-- GIVEN PASSAGE --
##########
Forging More Effective World Governance, from the Ground Up

October 25, 2011

by Edward Rawson

Darfur women, supported by the UN and state and government institutions, march in a campaign against gender-based violence in March 2010

Globalization, in all its forms, has taken root throughout the world. This phenomenon is, as Clarence Streit argued in 1939, practically irreversible: “…we can no more dispense with world trade, communications, contact, than we can uninvent our steam, gasoline, electric and other machines.” This deepening integration of the world has, as a recent joint US/EU report argued, transformed previously localized challenges into threats to global stability. As a result, the demand for more world governance is here to stay. In short, we in the United States must remember that we live in an irrevocably, integrated, internet world with problems no one nation can solve alone.
##########
-- DATA SHOWN --
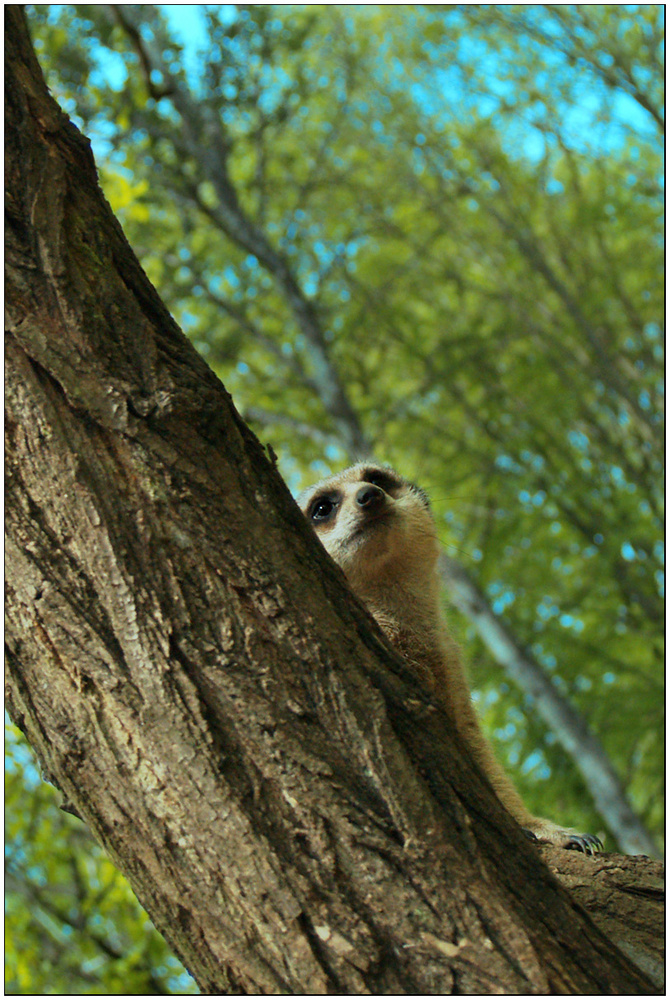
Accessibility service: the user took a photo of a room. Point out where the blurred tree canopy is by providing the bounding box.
[6,4,664,994]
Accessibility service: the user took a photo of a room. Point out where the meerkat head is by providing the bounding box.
[298,462,438,591]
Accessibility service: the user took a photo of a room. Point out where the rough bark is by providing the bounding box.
[105,5,658,856]
[5,6,654,995]
[541,847,665,991]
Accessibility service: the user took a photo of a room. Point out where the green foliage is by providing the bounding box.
[5,725,197,996]
[9,4,664,992]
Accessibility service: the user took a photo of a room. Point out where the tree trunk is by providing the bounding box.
[5,6,654,995]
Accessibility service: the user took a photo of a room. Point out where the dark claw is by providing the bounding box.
[565,833,603,854]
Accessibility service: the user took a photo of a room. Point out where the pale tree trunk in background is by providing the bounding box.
[5,6,654,995]
[110,5,659,857]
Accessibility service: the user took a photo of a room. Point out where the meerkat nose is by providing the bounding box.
[355,483,386,510]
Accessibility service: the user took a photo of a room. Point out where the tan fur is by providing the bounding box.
[298,462,600,853]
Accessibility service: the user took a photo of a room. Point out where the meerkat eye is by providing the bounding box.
[309,497,335,521]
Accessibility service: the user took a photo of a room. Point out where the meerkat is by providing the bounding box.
[298,462,602,854]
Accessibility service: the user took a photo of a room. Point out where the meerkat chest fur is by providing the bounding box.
[298,463,601,853]
[299,463,457,700]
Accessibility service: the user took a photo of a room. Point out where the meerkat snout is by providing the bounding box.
[298,463,602,854]
[298,463,437,593]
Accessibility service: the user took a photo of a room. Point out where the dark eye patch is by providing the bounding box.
[307,493,340,521]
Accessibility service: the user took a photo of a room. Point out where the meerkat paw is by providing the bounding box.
[523,819,603,854]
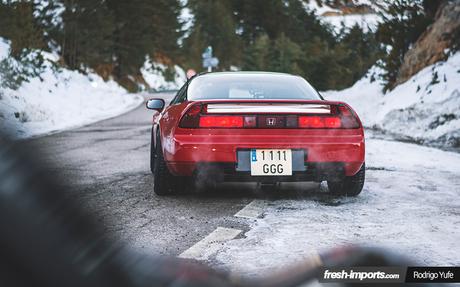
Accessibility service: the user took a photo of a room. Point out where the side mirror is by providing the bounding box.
[145,99,165,113]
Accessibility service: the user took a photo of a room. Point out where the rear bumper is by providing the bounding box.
[162,129,364,181]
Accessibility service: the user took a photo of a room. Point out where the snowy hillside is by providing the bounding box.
[141,59,187,91]
[304,0,383,33]
[324,53,460,148]
[0,38,143,138]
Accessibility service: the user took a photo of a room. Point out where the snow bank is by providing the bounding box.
[0,38,143,138]
[320,14,380,34]
[323,53,460,148]
[141,59,187,91]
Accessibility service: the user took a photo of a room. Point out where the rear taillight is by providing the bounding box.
[179,105,202,128]
[298,116,342,129]
[199,116,244,128]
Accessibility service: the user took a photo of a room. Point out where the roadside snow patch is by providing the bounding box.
[323,53,460,148]
[0,38,143,138]
[141,59,187,91]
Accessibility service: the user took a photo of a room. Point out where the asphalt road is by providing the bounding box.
[33,93,320,256]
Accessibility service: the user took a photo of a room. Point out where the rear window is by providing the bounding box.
[187,74,321,100]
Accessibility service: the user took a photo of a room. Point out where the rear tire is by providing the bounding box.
[153,134,182,195]
[327,163,366,196]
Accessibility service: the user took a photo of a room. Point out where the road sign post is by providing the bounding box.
[201,46,219,72]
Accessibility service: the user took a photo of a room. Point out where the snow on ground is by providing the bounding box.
[303,0,381,34]
[320,14,380,34]
[213,134,460,276]
[141,59,187,91]
[0,38,143,138]
[323,53,460,148]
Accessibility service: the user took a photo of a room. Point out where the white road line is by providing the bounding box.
[179,227,242,260]
[235,199,265,219]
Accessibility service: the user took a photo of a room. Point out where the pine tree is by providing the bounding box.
[60,0,114,69]
[184,0,242,69]
[377,0,433,90]
[0,1,45,58]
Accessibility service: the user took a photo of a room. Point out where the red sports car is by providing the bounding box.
[147,72,365,196]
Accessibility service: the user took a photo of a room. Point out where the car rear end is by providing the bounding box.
[163,100,364,182]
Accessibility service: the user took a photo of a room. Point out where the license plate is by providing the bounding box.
[251,149,292,176]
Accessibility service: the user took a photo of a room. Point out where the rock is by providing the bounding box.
[396,0,460,85]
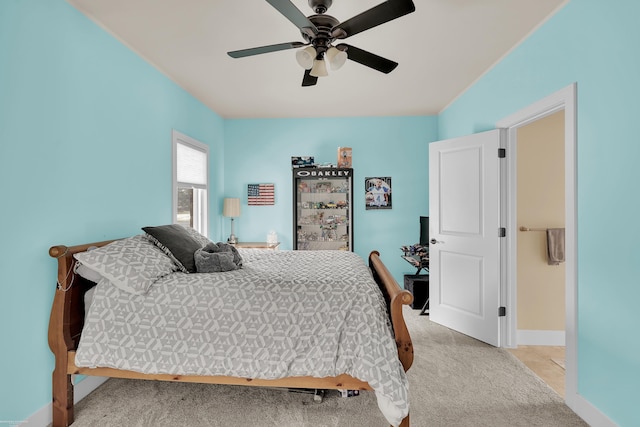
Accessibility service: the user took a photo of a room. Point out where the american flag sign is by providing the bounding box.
[247,184,275,206]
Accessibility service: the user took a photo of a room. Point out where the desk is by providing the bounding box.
[233,242,280,251]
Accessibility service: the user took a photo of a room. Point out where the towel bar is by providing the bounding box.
[520,227,547,231]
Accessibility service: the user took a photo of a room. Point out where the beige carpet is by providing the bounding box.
[73,308,587,427]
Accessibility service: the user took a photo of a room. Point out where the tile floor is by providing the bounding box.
[509,345,565,397]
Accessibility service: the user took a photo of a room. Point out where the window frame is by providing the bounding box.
[171,129,209,236]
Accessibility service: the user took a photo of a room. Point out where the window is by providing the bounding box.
[172,130,209,236]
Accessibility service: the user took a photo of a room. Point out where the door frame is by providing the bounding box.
[496,83,578,398]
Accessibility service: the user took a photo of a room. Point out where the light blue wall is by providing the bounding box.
[219,117,437,283]
[0,0,224,421]
[439,0,640,426]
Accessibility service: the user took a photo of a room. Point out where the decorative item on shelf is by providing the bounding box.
[247,184,275,206]
[291,156,314,168]
[338,147,352,168]
[222,198,240,244]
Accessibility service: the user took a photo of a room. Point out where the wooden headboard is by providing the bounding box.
[49,240,113,353]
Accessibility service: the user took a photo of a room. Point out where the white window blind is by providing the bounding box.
[176,141,207,188]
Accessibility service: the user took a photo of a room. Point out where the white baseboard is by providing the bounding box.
[565,394,618,427]
[516,329,565,346]
[20,377,109,427]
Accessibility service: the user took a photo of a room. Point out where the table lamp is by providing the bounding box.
[222,198,240,245]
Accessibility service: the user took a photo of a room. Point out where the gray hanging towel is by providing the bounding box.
[547,228,564,265]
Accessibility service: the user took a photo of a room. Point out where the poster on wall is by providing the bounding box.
[247,184,275,206]
[364,176,391,210]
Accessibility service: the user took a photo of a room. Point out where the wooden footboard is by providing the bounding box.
[49,244,413,427]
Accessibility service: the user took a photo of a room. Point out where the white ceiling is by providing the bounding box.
[68,0,568,118]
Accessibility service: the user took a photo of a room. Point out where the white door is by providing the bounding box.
[429,130,501,346]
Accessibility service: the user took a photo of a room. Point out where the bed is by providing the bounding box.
[49,229,413,427]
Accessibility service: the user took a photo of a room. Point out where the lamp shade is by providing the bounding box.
[296,46,317,70]
[309,58,329,77]
[327,46,347,71]
[222,198,240,218]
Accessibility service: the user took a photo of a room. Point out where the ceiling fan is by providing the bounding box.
[228,0,416,86]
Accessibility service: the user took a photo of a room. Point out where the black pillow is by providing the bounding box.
[142,224,202,273]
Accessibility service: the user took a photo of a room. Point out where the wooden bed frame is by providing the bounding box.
[49,240,413,427]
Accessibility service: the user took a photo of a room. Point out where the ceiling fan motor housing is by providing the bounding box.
[309,0,333,14]
[301,13,340,55]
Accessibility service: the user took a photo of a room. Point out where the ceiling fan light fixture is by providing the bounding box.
[327,46,347,71]
[309,58,329,77]
[296,46,317,70]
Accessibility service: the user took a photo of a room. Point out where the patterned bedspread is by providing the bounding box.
[76,249,409,425]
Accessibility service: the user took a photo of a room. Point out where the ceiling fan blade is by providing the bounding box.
[302,70,318,87]
[267,0,318,36]
[336,43,398,74]
[332,0,416,39]
[227,42,307,58]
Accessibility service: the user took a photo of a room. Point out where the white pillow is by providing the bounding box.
[74,235,177,295]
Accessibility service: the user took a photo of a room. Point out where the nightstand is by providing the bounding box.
[234,242,280,251]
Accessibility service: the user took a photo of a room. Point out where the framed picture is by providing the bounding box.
[364,176,391,210]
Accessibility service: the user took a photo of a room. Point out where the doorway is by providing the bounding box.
[497,84,577,407]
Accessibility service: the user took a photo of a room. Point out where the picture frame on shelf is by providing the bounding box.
[364,176,392,210]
##########
-- OBJECTIVES --
A - Below the items, write out the portion of the world governance passage that opens with the words containing "Darfur women, supported" and closes with "can solve alone.".
B - According to the world governance passage, in what year did Clarence Streit argue that globalization is practically irreversible?

-- TASK-BY-TASK OUTPUTS --
A -
Darfur women, supported by the UN and state and government institutions, march in a campaign against gender-based violence in March 2010

Globalization, in all its forms, has taken root throughout the world. This phenomenon is, as Clarence Streit argued in 1939, practically irreversible: “…we can no more dispense with world trade, communications, contact, than we can uninvent our steam, gasoline, electric and other machines.” This deepening integration of the world has, as a recent joint US/EU report argued, transformed previously localized challenges into threats to global stability. As a result, the demand for more world governance is here to stay. In short, we in the United States must remember that we live in an irrevocably, integrated, internet world with problems no one nation can solve alone.

B - 1939